TASK OBJECTIVE ::
Starting at the line below that contains "tag the butterfly, one point per instance.", print each line through the end of the records exactly as it appears.

RAW RECORDS ::
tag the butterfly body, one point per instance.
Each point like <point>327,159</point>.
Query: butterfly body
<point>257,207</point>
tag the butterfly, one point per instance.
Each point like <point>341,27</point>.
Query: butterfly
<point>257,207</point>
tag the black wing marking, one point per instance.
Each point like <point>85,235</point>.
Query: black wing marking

WRITTEN RESPONSE ::
tag the butterfly, one point per instance.
Each point like <point>341,27</point>.
Query: butterfly
<point>257,207</point>
tag the black wing marking, one point per instance.
Each point like <point>85,235</point>.
Query: black wing marking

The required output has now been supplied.